[Records from a point labeling set]
## START
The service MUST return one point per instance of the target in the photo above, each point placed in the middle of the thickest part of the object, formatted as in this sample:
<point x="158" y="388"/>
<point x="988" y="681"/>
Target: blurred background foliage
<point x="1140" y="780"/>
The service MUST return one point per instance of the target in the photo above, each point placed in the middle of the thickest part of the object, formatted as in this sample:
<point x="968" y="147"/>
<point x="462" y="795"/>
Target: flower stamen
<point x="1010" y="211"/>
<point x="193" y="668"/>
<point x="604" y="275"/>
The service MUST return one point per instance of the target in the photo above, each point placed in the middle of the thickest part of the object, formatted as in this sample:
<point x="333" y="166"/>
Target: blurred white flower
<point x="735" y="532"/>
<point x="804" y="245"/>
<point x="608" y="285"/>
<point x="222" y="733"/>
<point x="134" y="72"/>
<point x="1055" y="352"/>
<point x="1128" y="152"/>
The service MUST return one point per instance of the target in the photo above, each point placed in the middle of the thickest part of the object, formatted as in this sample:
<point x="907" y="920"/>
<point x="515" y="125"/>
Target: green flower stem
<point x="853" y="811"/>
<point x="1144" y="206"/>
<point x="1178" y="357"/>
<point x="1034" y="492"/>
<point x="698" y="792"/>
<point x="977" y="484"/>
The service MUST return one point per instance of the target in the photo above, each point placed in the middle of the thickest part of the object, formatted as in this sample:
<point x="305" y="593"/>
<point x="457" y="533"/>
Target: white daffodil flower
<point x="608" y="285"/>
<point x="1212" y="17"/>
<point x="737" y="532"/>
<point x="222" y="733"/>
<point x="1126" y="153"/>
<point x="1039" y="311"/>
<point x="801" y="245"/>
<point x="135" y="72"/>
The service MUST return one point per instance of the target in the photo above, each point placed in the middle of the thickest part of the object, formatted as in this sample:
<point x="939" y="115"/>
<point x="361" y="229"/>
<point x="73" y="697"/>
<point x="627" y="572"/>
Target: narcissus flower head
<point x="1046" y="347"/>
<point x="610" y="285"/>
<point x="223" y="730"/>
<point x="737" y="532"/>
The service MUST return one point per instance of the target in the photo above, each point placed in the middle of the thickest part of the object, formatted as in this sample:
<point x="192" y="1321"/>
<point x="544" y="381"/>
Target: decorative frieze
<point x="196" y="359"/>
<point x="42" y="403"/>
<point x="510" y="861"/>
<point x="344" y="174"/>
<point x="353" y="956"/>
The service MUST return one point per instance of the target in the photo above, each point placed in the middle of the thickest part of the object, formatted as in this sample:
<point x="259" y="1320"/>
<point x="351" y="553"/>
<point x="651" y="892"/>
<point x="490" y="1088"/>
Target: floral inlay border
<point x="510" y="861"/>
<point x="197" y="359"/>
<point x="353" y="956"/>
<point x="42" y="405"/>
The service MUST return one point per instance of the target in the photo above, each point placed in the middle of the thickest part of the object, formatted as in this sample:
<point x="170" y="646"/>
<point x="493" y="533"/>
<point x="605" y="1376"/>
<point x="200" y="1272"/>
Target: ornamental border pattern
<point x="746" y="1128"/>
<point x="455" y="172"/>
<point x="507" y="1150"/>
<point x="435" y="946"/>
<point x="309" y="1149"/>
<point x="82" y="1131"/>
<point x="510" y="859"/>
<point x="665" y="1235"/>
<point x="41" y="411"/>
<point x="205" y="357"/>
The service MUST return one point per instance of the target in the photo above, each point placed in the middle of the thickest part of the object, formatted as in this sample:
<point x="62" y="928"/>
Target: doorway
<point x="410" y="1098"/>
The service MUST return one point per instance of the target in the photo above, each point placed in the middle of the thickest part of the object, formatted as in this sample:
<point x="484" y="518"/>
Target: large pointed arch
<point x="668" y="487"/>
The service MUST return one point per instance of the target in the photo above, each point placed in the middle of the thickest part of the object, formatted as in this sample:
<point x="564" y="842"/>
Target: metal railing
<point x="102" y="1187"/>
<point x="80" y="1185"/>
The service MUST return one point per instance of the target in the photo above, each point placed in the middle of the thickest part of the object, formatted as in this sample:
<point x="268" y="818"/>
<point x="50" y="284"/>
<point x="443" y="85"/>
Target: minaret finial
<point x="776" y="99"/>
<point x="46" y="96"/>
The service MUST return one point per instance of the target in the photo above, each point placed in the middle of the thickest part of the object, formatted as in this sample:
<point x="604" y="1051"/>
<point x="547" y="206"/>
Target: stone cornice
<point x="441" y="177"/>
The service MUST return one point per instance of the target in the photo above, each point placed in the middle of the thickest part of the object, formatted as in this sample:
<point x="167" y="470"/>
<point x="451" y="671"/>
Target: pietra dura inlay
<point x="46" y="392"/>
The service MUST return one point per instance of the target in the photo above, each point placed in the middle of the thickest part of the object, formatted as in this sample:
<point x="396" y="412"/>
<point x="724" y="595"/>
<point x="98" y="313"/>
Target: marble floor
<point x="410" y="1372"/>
## END
Go through the listing and copy all of it exactly.

**Solution to the problem:**
The service MUST return one point per instance of the target in the photo above, each point placed in the middle of the thickest part of the object, formatted as in this sample:
<point x="158" y="388"/>
<point x="988" y="681"/>
Target: blurred background foliage
<point x="1140" y="780"/>
The service MUST return one point per instance of the target in the photo above, each point placed in the middle of the thickest part of the object, formatted as in this sample:
<point x="968" y="147"/>
<point x="462" y="795"/>
Target: flower stamen
<point x="1010" y="211"/>
<point x="193" y="668"/>
<point x="604" y="275"/>
The service MUST return one point per instance of the target in the photo above, each point placed in the middle of the thickest part of the object, formatted as in this sample:
<point x="333" y="166"/>
Target: blurred white flower
<point x="735" y="532"/>
<point x="804" y="245"/>
<point x="608" y="285"/>
<point x="222" y="733"/>
<point x="134" y="72"/>
<point x="1055" y="352"/>
<point x="1128" y="152"/>
The service MUST return one point per instance of the target in the photo above, each point placed in the middle of the thickest part of the object, formatted as in this sample:
<point x="907" y="920"/>
<point x="515" y="125"/>
Target: green flower stem
<point x="853" y="811"/>
<point x="1144" y="206"/>
<point x="1178" y="357"/>
<point x="1034" y="492"/>
<point x="698" y="792"/>
<point x="977" y="484"/>
The service MUST return one point per instance of the target in the photo above, each point placed in the middle of the thickest part of the object, formatted as in this sample:
<point x="305" y="593"/>
<point x="457" y="533"/>
Target: white daffodil flower
<point x="608" y="285"/>
<point x="1212" y="17"/>
<point x="737" y="532"/>
<point x="222" y="733"/>
<point x="1126" y="153"/>
<point x="1039" y="311"/>
<point x="801" y="245"/>
<point x="135" y="72"/>
The service MUST return one point per instance of the target in the photo above, each point placed in the middle of the thickest part of the object, formatted as in this sample:
<point x="939" y="115"/>
<point x="361" y="229"/>
<point x="73" y="697"/>
<point x="627" y="572"/>
Target: narcissus flower head
<point x="1046" y="347"/>
<point x="610" y="285"/>
<point x="223" y="730"/>
<point x="737" y="532"/>
The service MUST return one point per instance of the target in the photo above, each point placed in the middle of the thickest part of the object, formatted as in this sample:
<point x="192" y="1321"/>
<point x="544" y="381"/>
Target: decorative frieze
<point x="196" y="359"/>
<point x="42" y="403"/>
<point x="510" y="861"/>
<point x="344" y="174"/>
<point x="353" y="956"/>
The service MUST return one point per instance of the target in the photo above, each point placed in the middle of the thickest part of the object, formatted as in this sample:
<point x="259" y="1320"/>
<point x="351" y="553"/>
<point x="651" y="892"/>
<point x="490" y="1088"/>
Target: floral inlay border
<point x="510" y="861"/>
<point x="197" y="359"/>
<point x="353" y="956"/>
<point x="42" y="405"/>
The service MUST return one point per instance of the target in the photo above, each point placed in the middle of the thickest part of the object, formatted as in this sample:
<point x="170" y="646"/>
<point x="493" y="533"/>
<point x="605" y="1376"/>
<point x="200" y="1272"/>
Target: ornamental border pattern
<point x="746" y="1128"/>
<point x="455" y="172"/>
<point x="507" y="1150"/>
<point x="435" y="946"/>
<point x="309" y="1149"/>
<point x="82" y="1131"/>
<point x="510" y="859"/>
<point x="665" y="1235"/>
<point x="41" y="411"/>
<point x="205" y="357"/>
The service MUST return one point per instance of the target in the photo above, each point placed in the middle of the thickest part of the object, formatted as in this sample:
<point x="62" y="928"/>
Target: doorway
<point x="410" y="1098"/>
The service MUST return one point per instance of the target in the photo above, each point placed in the middle of the thickest part of the object, formatted as in this sample:
<point x="484" y="518"/>
Target: large pointed arch
<point x="668" y="487"/>
The service MUST return one point per instance of the target in the photo above, each point placed in the middle of the thickest part of the object, formatted as in this sample:
<point x="564" y="842"/>
Target: metal railing
<point x="102" y="1187"/>
<point x="80" y="1185"/>
The service MUST return one point per instance of the target in the photo above, each point placed in the middle of the thickest part of the object, formatted as in this sample:
<point x="268" y="818"/>
<point x="50" y="284"/>
<point x="443" y="85"/>
Target: minaret finial
<point x="776" y="99"/>
<point x="46" y="96"/>
The service MUST return one point per instance of the target in the photo above, each point placed in the middle of the thickest part of the object, formatted as in this sample:
<point x="604" y="1051"/>
<point x="547" y="206"/>
Target: stone cornice
<point x="441" y="177"/>
The service MUST return one point per instance of the target in the photo above, each point placed in the middle of the thickest part of the object, formatted as in this sample:
<point x="167" y="470"/>
<point x="451" y="671"/>
Target: pietra dura inlay
<point x="46" y="392"/>
The service MUST return one point per instance of the target in the photo above, each point placed in the middle of the thickest part of the object, formatted as in this sample:
<point x="396" y="412"/>
<point x="724" y="595"/>
<point x="98" y="313"/>
Target: marble floor
<point x="410" y="1372"/>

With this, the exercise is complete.